▶ Records shown
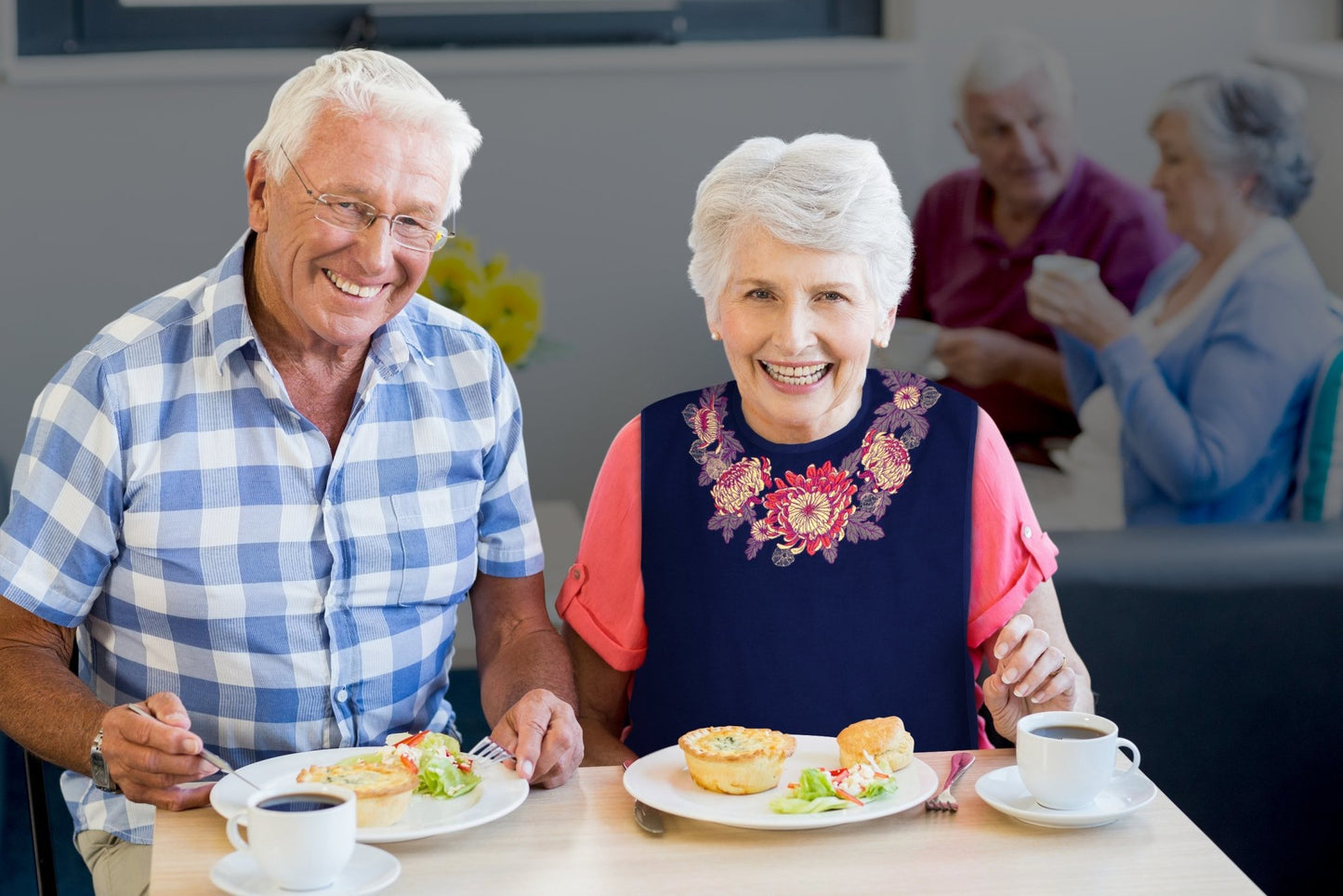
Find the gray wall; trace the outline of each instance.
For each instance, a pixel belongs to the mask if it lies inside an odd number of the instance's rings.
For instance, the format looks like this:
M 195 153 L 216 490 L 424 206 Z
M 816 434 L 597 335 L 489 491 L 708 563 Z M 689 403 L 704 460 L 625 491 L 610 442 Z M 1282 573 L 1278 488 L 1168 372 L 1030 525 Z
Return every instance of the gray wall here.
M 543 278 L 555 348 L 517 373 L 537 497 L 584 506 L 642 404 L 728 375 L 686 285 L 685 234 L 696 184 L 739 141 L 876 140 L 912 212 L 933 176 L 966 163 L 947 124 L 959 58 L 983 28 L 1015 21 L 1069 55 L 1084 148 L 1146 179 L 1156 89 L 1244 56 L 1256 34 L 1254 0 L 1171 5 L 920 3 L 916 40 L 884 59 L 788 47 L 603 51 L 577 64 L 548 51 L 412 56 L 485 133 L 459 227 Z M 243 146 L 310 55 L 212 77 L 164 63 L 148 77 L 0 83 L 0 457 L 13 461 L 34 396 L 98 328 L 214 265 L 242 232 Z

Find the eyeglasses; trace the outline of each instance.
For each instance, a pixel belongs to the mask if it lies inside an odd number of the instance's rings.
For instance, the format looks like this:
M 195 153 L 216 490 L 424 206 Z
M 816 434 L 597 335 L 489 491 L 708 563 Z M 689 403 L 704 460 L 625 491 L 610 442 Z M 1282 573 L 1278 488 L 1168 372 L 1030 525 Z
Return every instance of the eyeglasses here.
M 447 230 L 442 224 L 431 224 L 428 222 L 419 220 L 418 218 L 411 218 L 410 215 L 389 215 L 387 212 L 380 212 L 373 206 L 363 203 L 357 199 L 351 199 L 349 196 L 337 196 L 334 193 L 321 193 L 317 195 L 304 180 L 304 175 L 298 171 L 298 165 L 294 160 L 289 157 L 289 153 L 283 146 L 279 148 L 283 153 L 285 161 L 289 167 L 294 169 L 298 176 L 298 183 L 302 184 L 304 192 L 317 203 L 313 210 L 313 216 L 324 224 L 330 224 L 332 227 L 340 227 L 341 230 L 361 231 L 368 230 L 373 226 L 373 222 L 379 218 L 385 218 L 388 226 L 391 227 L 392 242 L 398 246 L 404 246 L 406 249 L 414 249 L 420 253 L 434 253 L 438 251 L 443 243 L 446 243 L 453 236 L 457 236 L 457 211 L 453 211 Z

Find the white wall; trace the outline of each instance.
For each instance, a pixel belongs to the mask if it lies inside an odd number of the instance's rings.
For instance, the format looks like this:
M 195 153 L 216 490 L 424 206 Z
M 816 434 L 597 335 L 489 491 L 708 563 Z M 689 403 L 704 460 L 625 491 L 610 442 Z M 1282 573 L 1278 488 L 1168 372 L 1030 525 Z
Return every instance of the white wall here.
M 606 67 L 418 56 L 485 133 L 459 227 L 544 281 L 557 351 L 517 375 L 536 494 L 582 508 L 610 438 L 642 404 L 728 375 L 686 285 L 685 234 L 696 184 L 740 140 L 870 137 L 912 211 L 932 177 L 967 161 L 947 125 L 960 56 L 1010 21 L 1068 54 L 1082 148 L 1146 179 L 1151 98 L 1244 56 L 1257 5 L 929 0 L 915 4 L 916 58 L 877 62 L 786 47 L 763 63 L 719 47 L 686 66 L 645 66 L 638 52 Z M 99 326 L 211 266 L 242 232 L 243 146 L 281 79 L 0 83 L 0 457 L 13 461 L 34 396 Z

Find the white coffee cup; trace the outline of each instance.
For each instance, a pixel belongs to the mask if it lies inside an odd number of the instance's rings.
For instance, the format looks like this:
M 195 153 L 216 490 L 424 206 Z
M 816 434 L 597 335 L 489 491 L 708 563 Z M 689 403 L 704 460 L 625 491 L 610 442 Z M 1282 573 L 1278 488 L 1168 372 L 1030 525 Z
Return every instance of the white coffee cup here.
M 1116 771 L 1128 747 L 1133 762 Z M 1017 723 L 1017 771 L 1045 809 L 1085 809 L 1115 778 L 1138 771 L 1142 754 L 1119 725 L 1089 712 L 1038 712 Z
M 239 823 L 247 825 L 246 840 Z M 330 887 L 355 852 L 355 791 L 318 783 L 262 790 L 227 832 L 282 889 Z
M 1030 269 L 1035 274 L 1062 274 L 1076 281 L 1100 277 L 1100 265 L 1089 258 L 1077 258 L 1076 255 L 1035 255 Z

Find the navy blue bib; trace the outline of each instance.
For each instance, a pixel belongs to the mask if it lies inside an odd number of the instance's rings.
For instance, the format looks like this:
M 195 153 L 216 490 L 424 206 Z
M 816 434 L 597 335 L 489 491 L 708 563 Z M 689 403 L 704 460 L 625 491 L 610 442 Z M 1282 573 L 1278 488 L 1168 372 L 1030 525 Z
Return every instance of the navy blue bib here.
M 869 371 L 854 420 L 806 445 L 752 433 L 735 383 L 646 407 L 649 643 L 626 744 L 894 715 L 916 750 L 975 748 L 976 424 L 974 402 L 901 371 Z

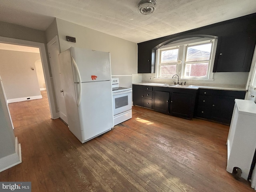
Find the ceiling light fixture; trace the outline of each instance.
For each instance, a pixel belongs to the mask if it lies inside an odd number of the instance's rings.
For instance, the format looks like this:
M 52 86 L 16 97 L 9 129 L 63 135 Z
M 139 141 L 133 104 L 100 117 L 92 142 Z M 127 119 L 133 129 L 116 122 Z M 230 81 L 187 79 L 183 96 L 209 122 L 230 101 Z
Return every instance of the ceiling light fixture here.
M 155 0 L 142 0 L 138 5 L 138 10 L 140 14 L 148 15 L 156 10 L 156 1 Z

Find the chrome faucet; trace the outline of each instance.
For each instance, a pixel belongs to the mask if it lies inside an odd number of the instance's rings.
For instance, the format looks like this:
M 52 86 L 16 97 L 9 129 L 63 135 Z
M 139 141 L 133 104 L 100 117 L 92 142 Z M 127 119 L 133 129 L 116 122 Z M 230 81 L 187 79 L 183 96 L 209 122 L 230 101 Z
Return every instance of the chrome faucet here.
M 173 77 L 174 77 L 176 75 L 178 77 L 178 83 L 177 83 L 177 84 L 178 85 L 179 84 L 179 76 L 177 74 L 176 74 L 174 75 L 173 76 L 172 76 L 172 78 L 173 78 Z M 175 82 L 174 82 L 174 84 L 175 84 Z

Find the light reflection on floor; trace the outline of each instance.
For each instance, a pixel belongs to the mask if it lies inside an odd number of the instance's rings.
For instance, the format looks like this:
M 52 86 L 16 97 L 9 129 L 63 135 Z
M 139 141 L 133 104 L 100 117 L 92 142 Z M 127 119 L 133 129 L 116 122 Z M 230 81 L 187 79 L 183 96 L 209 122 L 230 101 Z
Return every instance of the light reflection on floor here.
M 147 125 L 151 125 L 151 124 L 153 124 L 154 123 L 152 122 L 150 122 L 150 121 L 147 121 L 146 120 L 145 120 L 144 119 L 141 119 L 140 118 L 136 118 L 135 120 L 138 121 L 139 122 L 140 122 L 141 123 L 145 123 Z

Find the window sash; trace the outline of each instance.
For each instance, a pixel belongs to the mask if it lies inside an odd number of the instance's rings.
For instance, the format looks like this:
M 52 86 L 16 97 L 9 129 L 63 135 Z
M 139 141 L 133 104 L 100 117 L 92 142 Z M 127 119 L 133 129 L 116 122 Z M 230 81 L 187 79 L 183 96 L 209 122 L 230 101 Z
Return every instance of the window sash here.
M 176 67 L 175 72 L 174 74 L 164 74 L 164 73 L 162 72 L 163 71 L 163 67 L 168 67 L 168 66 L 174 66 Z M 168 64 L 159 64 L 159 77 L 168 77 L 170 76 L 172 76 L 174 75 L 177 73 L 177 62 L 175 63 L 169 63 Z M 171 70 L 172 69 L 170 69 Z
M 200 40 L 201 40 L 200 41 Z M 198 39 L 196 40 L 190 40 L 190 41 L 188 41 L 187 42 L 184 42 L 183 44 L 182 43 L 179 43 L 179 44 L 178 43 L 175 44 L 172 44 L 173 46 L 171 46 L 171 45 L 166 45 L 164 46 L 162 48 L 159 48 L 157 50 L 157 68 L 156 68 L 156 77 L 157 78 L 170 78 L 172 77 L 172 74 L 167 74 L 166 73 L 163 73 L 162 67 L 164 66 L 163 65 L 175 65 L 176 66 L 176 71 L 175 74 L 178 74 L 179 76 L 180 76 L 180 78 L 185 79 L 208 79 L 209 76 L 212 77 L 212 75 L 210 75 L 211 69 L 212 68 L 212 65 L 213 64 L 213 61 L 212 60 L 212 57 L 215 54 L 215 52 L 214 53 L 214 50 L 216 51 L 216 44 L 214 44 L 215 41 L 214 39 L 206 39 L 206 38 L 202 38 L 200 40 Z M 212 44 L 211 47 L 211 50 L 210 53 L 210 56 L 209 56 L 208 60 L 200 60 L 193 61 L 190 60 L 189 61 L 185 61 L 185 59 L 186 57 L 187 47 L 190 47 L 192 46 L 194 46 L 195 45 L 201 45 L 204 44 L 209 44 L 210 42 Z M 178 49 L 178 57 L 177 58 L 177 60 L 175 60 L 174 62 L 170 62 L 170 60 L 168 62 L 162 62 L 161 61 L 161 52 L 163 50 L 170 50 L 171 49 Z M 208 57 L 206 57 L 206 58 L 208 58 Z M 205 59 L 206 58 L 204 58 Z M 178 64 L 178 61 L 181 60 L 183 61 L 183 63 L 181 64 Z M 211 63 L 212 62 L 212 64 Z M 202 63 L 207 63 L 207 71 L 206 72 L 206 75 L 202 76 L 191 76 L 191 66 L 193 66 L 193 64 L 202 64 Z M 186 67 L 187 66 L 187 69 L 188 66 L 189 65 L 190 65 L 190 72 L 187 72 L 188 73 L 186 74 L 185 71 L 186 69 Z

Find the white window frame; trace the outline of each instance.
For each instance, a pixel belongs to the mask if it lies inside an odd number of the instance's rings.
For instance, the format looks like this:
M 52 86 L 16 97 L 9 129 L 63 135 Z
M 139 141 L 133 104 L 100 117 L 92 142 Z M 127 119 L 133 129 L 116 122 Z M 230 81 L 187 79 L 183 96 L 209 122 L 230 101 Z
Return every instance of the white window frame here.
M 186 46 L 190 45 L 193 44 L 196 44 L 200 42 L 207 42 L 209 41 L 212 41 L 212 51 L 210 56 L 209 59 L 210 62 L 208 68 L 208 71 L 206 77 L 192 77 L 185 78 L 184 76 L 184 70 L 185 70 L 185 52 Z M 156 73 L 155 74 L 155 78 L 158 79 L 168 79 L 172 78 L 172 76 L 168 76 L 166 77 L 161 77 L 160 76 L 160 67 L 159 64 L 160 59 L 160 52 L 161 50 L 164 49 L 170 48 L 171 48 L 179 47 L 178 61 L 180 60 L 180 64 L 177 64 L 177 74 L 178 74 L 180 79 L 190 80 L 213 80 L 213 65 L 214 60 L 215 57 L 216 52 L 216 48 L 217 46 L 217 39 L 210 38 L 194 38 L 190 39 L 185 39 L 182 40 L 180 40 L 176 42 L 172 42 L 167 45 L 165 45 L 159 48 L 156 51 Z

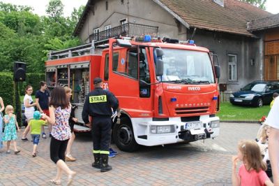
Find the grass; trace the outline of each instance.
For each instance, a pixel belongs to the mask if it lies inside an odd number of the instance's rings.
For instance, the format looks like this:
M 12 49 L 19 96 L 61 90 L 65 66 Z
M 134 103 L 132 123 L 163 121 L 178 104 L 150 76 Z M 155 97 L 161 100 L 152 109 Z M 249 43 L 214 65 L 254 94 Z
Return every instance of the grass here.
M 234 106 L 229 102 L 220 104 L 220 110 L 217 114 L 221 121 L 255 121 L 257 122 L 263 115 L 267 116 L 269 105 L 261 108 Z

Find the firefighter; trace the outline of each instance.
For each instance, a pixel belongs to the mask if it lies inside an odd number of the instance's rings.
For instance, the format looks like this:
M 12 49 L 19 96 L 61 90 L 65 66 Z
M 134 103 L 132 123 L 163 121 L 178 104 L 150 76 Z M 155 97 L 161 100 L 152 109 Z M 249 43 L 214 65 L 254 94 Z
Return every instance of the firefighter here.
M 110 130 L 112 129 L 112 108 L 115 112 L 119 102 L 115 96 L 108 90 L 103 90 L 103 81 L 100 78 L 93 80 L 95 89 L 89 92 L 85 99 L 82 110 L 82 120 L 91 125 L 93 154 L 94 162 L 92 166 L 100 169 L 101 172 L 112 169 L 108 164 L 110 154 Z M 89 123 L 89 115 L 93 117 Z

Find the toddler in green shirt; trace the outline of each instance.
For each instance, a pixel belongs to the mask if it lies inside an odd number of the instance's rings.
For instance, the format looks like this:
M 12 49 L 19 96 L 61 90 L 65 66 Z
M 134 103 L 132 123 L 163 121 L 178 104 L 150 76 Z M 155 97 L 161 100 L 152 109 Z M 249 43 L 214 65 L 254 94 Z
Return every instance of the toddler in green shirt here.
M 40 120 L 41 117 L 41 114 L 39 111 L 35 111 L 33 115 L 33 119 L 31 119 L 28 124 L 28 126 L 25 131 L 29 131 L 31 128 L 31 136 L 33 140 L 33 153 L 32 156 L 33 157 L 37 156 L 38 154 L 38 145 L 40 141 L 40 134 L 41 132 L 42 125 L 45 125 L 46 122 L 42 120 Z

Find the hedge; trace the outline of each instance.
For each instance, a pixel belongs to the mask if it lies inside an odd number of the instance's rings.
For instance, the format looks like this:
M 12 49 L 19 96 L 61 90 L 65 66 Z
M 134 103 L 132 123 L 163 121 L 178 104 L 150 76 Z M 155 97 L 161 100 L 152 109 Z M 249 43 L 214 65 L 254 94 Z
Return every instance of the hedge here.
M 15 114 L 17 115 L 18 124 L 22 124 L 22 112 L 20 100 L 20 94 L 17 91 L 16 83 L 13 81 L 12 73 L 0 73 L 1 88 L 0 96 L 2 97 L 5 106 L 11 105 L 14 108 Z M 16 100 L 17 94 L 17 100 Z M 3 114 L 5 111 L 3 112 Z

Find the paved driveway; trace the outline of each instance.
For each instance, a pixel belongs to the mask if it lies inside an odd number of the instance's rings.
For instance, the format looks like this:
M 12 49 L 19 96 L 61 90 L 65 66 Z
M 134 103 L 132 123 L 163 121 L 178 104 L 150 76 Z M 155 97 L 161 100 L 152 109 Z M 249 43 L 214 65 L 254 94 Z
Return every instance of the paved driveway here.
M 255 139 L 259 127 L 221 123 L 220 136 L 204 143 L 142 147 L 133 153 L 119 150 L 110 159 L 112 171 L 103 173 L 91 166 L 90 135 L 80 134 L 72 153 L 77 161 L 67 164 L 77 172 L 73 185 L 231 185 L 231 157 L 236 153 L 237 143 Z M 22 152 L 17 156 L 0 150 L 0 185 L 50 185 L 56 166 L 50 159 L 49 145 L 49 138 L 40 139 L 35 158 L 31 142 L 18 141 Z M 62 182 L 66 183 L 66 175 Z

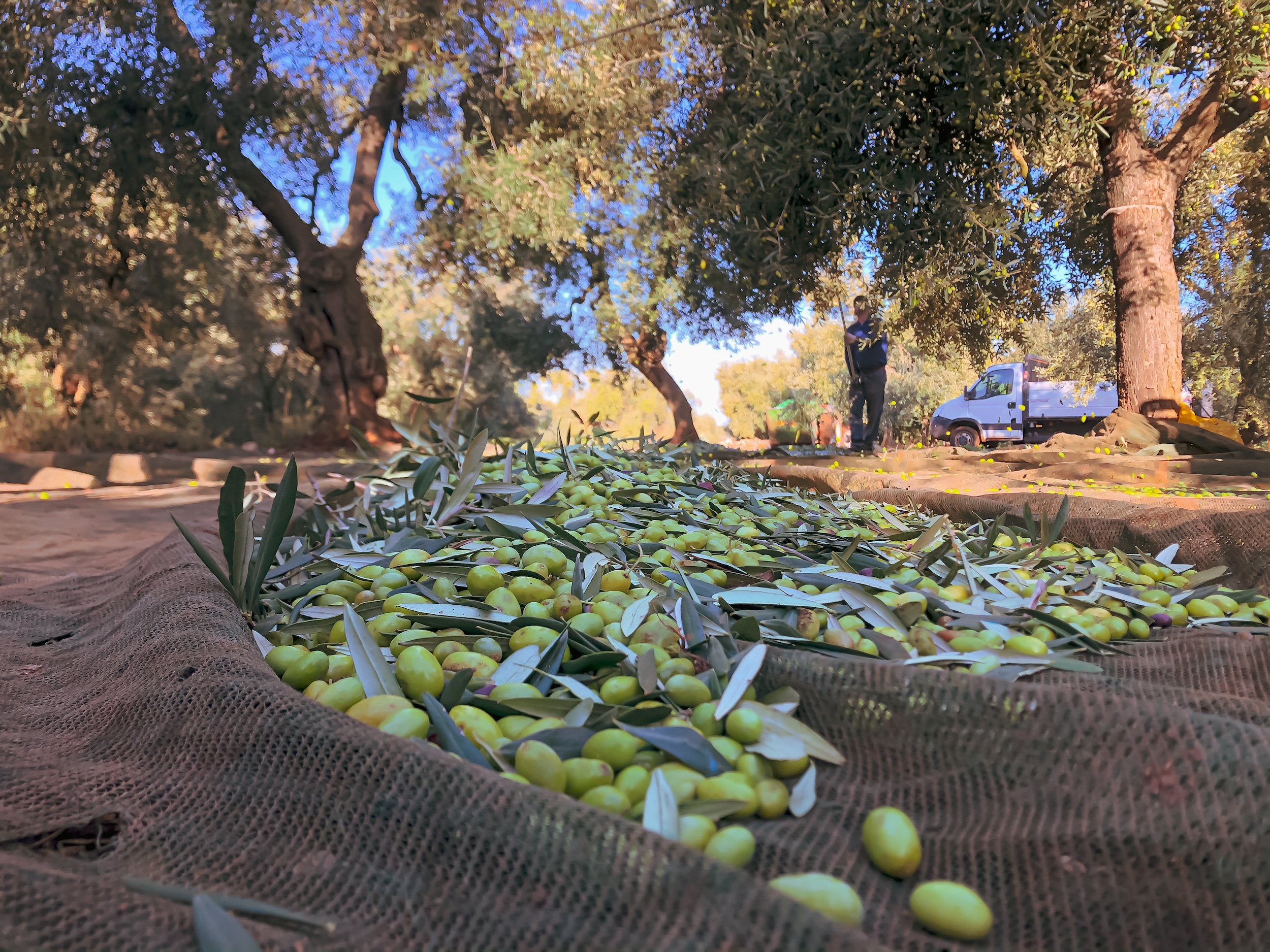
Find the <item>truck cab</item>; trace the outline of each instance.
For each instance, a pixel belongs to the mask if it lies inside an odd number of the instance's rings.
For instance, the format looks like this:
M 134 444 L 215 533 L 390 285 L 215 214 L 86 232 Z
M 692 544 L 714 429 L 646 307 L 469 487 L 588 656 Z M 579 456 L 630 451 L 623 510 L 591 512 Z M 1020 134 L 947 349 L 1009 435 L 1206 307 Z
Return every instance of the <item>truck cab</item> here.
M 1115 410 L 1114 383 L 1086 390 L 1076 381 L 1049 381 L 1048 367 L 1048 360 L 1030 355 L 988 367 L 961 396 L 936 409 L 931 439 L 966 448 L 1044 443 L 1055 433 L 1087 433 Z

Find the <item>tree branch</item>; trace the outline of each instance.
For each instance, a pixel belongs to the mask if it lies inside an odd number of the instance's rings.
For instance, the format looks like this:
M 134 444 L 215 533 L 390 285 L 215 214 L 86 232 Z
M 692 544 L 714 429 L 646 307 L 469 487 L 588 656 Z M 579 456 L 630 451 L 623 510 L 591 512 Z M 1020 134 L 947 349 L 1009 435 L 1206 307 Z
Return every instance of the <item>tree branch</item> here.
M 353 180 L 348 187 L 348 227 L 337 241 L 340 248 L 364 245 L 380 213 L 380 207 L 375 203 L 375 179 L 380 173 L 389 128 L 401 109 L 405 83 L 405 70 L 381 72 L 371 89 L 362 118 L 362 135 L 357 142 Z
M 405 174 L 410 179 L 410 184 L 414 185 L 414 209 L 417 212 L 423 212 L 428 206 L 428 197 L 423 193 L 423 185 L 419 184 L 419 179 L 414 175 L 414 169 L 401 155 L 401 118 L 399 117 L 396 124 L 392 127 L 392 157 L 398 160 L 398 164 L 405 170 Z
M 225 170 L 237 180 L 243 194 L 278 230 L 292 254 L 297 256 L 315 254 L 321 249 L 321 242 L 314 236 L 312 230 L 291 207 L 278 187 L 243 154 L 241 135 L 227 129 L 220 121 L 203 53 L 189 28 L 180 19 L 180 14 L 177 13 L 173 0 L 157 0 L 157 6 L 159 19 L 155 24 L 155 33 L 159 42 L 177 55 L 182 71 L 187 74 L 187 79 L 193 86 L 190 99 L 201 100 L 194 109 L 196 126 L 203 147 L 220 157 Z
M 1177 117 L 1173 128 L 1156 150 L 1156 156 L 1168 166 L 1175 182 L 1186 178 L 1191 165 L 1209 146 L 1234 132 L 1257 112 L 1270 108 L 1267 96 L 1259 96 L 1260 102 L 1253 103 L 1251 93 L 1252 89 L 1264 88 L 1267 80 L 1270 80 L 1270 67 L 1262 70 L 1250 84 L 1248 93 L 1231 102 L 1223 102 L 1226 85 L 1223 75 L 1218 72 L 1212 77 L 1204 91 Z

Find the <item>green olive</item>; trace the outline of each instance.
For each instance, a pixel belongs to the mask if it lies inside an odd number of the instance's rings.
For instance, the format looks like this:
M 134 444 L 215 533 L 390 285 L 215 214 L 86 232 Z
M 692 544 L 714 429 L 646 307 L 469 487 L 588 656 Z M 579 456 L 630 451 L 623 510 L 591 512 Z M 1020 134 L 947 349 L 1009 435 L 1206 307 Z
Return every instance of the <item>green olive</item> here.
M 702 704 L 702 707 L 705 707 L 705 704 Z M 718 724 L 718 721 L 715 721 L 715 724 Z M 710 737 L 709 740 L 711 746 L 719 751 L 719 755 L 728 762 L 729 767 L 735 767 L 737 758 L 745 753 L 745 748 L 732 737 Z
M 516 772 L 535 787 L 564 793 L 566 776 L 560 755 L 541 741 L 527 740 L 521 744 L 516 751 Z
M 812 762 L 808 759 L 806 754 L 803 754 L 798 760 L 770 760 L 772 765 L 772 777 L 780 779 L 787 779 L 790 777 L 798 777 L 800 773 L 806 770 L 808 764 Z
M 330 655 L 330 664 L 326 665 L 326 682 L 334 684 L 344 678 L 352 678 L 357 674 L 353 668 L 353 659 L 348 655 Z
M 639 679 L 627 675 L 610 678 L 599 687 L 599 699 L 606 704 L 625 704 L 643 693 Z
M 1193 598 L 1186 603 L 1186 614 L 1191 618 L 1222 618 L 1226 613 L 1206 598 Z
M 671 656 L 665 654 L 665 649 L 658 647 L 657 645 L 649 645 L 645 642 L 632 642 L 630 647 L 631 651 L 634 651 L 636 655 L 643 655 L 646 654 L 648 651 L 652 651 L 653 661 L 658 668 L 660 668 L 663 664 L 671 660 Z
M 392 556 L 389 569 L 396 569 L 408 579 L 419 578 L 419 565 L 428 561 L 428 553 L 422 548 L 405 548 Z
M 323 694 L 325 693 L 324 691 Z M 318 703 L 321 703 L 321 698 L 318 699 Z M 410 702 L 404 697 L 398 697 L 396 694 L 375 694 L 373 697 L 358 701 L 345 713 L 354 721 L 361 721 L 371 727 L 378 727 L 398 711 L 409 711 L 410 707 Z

▶ What to do
Can you rewrite the lines of the data from the one containing "Find the white wall;" through the one containing "M 606 67 L 418", both included, as a numbered list that omits any blank lines?

▶ Written solution
1. Find the white wall; trace the outline of each instance.
2. For each instance, a pixel belongs to the mask if it lies inside an odd number of the instance's rings.
3. For instance, the format looks like this:
4. M 195 153 L 216 490 L 424 206 Z
5. M 816 434 L 597 335 L 489 491 L 708 563 Z M 689 403 L 704 460 L 625 491 L 610 442 Z M 1282 573 L 1278 488 L 1168 372 L 1030 525 Z
6. Return every instance of the white wall here.
7. M 606 67 L 418 56 L 485 133 L 459 227 L 544 281 L 557 351 L 517 375 L 536 494 L 582 508 L 610 438 L 642 404 L 728 375 L 686 285 L 685 234 L 696 184 L 740 140 L 870 137 L 912 211 L 932 177 L 967 161 L 947 125 L 960 56 L 1010 21 L 1068 54 L 1082 148 L 1146 179 L 1151 98 L 1244 56 L 1257 5 L 929 0 L 915 4 L 916 58 L 877 62 L 786 47 L 763 63 L 719 47 L 686 66 L 645 66 L 638 52 Z M 99 326 L 211 266 L 242 232 L 243 146 L 281 79 L 0 83 L 0 457 L 13 461 L 34 396 Z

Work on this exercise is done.